═══ Material supplied

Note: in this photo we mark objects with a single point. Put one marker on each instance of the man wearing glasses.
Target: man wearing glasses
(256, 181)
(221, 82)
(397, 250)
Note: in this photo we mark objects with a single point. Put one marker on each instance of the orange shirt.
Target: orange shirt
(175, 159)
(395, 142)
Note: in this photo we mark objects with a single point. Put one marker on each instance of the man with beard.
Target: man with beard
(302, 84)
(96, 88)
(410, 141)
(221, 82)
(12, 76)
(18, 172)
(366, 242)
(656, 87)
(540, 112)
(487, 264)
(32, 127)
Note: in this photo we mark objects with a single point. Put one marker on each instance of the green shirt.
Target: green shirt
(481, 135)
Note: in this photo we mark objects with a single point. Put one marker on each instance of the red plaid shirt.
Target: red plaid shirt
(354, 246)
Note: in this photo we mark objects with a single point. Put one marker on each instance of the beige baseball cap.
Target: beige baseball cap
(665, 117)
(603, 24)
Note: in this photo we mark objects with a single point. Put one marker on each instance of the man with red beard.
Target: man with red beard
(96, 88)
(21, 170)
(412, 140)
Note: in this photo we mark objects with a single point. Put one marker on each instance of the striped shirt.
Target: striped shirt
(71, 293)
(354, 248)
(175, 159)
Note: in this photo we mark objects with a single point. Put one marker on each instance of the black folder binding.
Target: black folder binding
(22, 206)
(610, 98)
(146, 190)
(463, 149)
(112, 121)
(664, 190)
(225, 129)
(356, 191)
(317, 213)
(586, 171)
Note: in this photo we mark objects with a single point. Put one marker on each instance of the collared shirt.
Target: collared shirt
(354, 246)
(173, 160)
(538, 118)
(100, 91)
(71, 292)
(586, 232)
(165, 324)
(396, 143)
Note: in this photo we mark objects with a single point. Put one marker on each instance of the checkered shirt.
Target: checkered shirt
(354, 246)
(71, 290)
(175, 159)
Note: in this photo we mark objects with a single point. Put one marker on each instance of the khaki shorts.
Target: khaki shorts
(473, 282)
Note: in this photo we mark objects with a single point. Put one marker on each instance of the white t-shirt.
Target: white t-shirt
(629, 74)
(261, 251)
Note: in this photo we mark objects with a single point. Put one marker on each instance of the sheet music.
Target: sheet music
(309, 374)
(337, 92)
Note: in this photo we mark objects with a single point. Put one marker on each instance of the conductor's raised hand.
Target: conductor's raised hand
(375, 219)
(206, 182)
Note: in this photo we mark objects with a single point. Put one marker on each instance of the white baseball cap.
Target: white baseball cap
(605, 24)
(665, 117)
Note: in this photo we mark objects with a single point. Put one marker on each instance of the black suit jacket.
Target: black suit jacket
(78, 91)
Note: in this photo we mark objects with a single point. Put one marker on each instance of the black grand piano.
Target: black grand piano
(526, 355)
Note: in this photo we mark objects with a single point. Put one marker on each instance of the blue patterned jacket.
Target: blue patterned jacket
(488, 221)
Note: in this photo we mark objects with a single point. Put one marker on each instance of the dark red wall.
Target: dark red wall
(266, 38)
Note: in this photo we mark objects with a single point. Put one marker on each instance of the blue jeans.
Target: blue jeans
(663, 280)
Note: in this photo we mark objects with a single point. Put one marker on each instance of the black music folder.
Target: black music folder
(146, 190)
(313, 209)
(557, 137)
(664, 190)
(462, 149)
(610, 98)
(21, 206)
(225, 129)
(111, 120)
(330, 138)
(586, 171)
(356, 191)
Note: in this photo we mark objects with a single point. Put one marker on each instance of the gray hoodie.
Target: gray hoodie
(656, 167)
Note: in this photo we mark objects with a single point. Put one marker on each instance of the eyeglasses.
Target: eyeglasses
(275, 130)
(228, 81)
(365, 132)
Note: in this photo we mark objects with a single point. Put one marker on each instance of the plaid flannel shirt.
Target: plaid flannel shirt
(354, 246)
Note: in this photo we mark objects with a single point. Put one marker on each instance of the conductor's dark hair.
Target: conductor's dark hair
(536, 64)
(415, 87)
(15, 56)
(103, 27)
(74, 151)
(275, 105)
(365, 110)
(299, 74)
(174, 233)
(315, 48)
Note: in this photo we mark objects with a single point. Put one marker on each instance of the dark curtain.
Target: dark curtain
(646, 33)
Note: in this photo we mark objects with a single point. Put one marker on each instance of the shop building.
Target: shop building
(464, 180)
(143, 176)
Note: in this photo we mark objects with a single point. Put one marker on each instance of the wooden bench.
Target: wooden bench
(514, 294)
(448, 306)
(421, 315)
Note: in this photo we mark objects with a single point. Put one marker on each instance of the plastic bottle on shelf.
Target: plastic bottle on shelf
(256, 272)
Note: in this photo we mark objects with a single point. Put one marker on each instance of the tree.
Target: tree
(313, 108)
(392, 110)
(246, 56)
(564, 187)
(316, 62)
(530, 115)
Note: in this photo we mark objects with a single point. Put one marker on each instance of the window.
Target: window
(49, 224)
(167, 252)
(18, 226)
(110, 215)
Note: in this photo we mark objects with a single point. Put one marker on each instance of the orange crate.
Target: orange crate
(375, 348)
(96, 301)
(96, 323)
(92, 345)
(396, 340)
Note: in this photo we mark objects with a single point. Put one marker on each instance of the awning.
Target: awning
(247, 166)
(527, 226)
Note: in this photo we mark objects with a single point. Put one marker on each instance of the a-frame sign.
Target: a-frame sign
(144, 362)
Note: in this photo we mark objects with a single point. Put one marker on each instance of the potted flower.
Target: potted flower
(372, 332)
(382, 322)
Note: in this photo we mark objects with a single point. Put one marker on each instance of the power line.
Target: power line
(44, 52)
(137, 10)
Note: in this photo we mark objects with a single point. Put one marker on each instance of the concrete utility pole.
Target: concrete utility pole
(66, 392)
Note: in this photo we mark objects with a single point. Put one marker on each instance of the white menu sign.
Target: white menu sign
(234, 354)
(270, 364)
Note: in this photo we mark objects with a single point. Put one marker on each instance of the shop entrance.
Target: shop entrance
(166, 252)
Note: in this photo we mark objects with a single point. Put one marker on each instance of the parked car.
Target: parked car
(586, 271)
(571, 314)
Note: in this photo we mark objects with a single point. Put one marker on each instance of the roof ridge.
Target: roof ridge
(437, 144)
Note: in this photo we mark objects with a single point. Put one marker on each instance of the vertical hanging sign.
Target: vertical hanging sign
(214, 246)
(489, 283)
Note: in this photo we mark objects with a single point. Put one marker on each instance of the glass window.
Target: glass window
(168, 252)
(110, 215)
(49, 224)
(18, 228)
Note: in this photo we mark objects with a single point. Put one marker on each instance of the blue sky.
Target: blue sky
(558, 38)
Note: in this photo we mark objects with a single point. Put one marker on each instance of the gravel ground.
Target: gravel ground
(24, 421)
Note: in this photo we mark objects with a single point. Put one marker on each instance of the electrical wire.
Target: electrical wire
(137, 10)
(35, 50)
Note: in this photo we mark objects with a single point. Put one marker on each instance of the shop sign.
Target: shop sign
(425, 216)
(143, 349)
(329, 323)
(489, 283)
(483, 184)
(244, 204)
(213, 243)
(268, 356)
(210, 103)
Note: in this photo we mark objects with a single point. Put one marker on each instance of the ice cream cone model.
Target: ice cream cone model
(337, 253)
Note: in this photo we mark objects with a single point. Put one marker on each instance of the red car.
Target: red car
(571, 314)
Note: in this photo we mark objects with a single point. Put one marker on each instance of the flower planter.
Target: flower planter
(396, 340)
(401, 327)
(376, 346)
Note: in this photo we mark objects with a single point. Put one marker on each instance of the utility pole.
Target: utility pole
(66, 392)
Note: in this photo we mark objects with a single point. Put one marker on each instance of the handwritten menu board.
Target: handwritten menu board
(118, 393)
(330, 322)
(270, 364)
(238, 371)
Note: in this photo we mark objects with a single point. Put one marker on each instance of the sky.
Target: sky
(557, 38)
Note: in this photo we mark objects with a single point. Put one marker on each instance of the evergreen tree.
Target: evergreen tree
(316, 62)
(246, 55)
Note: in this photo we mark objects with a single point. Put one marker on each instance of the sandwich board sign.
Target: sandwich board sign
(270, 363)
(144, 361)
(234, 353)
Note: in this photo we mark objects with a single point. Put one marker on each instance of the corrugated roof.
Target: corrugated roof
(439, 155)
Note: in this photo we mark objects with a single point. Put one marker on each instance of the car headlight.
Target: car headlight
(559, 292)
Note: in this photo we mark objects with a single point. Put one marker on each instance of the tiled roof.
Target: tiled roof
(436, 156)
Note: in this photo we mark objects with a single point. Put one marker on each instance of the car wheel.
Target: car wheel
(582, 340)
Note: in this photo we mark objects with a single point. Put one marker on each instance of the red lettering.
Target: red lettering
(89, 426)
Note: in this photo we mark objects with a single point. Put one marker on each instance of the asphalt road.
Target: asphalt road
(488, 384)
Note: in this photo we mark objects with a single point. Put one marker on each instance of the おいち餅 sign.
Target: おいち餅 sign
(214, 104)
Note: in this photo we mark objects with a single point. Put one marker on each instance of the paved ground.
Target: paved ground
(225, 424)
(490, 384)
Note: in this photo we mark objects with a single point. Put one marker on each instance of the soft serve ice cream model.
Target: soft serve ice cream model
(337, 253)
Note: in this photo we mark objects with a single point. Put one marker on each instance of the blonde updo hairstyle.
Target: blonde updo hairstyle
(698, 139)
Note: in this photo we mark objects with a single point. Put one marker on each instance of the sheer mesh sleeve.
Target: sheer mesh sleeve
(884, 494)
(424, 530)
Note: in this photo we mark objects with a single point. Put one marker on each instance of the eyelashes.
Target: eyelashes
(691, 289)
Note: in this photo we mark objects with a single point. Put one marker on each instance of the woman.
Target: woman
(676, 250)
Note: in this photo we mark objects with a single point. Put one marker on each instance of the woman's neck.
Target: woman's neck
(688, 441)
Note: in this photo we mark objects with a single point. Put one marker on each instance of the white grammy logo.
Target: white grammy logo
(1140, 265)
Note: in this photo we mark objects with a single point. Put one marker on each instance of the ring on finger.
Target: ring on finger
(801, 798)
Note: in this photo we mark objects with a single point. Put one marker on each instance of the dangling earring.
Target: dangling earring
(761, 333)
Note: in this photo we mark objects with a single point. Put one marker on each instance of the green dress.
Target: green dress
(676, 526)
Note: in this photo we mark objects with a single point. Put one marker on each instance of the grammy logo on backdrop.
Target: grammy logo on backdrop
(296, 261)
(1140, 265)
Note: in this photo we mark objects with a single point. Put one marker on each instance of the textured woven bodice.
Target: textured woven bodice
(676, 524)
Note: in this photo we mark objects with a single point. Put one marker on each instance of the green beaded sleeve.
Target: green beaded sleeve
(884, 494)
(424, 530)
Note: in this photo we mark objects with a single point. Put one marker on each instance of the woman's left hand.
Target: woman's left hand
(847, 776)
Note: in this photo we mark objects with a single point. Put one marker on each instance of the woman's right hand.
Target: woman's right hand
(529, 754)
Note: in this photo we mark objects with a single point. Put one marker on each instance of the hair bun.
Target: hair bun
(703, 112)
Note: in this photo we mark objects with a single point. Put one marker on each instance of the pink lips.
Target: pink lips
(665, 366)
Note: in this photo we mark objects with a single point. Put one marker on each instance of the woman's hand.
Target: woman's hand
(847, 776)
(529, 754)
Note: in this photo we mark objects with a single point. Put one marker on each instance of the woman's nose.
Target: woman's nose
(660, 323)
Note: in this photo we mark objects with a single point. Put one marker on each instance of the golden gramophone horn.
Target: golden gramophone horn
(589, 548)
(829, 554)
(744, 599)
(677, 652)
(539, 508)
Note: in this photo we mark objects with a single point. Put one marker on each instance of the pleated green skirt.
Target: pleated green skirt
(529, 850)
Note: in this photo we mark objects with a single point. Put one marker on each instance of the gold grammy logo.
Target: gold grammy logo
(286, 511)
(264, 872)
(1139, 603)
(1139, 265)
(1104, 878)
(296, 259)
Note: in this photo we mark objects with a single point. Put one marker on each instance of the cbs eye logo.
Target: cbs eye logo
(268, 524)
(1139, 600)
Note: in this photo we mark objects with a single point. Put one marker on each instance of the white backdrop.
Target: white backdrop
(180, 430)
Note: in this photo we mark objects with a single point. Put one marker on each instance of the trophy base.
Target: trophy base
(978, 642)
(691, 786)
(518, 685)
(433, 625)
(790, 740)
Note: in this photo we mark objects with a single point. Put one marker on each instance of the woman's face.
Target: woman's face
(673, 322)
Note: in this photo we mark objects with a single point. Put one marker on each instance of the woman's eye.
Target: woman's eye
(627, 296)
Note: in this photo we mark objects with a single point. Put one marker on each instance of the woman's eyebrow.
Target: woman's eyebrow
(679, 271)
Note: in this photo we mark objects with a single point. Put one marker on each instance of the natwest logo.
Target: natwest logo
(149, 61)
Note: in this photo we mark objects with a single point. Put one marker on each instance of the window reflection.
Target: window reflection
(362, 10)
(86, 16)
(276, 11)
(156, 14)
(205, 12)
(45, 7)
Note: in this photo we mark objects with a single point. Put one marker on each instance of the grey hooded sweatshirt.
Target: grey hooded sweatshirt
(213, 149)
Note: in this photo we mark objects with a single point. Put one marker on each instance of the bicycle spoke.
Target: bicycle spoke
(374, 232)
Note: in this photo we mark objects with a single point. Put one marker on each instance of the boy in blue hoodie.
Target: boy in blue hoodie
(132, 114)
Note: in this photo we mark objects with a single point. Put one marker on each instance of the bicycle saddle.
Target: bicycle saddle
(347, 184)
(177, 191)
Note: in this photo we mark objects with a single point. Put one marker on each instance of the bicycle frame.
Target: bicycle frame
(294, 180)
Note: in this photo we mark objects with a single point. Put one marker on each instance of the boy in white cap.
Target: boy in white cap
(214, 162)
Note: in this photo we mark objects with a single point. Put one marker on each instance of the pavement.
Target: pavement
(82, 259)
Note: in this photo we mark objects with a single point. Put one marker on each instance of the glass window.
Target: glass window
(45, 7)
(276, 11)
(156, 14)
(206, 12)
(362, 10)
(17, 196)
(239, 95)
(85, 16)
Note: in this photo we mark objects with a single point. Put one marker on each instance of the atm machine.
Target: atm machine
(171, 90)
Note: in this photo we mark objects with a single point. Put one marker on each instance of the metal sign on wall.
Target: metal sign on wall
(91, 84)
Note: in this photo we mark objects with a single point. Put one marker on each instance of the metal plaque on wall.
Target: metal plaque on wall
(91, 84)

══════

__What the exercise asks__: Would you restate exactly the lines of the material above, from its opening line through the line with "red plaid shirt.", and output only those?

__Answer section__:
Note: in this photo we mark objects with a single point. Put one marker on each instance of the man wearing glasses.
Target: man wearing glasses
(256, 181)
(221, 82)
(397, 250)
Note: in this photo we mark objects with a single point. Put one marker on each instance of the orange shirt.
Target: orange shirt
(175, 159)
(395, 142)
Note: in this photo we mark objects with a single point. Put one marker on each instance of the man with beard.
Target: man with beard
(302, 84)
(96, 88)
(410, 141)
(221, 82)
(12, 76)
(18, 172)
(366, 242)
(656, 87)
(540, 112)
(487, 264)
(32, 127)
Note: in this photo we mark objects with a single point. Put one marker on each instance of the green shirt.
Target: green shirt
(481, 135)
Note: in this photo we mark objects with a single point. Put one marker on each instance of the red plaid shirt.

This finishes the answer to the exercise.